Reproduce each line of the listing below as a numbered list, omitting any blank lines and leaving the pictures out of the answer.

--- START ---

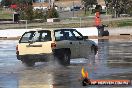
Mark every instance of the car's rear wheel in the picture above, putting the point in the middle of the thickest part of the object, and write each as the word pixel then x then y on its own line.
pixel 28 62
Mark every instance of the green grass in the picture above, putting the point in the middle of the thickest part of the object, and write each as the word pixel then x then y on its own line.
pixel 6 14
pixel 125 23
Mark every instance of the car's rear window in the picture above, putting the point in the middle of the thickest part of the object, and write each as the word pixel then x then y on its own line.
pixel 26 37
pixel 39 36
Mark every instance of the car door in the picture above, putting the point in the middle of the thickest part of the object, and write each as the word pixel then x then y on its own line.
pixel 65 39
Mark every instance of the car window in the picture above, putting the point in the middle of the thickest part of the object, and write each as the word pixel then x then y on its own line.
pixel 26 37
pixel 38 36
pixel 45 36
pixel 63 35
pixel 42 36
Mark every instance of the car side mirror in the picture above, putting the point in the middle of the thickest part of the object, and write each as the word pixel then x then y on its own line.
pixel 85 37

--- END ---

> _CORRECT OUTPUT_
1. Mark every instance of the car's rear wheel in the picture above, putting the point in the middle of the thickest part of the object, and write each as the word pixel then x then y on its own line.
2. pixel 28 62
3. Mark every instance of the green grass in the picture above, putting the point in the middle of the thickest part of the object, and write each as the word pixel then x then y on its own line.
4. pixel 6 14
5. pixel 125 23
6. Mark every instance of the car's rear window in the picture above, putting the point in the middle of the thickest part of the object, and write each as the word pixel then x then y on its own line.
7. pixel 26 37
8. pixel 39 36
9. Mark every instance of the car door in the picture above, putting the point in the middle of the thickest part of the object, and write each as the word pixel then x then y on its own line.
10. pixel 65 39
11. Mark every instance of the car window in the picture above, putting the point in the middle of the thickest part of the object, and write each as the word pixel then x then y on its own line.
12. pixel 26 37
13. pixel 38 36
14. pixel 45 36
15. pixel 63 35
16. pixel 42 36
17. Mark every instance of the car side mirror in the picture above, putting the point in the middle of the thickest part of the object, and write each as the word pixel then x then y on its own line.
18. pixel 85 37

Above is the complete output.